WHAT YOU NEED TO DO: Each entry listed below should be reproduced word for word.
=== Begin Enclosure ===
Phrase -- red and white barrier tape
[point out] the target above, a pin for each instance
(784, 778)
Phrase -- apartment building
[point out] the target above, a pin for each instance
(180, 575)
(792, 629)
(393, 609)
=== End Enclosure ===
TASK RESPONSE:
Phrase -- red and white barrier tape
[point out] the target above, a pin for each instance
(784, 778)
Phrase -- apartment building
[point out] the target above, a pin for each instance
(180, 575)
(792, 629)
(393, 609)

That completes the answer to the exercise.